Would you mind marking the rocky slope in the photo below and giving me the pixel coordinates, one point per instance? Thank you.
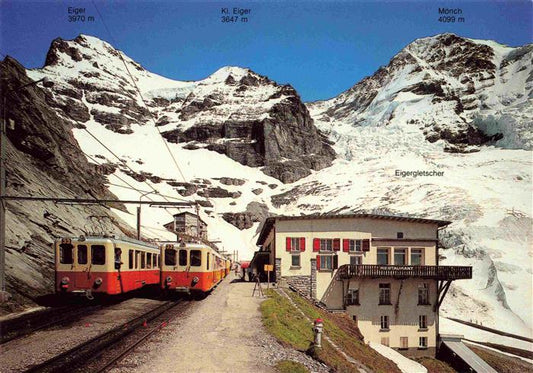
(235, 111)
(462, 91)
(44, 160)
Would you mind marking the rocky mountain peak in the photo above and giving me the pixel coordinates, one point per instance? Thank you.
(234, 111)
(452, 88)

* [Written request] Please copy the listing above word for word, leaving out the picture.

* [Task response]
Would you mind marking the rocky slope in the photo below and giving me the pixel coordinates, one point per instance? Thank you.
(235, 111)
(462, 91)
(44, 160)
Would you mind marking the rocky mountain peak in the photo above and giving me the pixel coordinates, one point per instance? Thank you.
(234, 111)
(452, 88)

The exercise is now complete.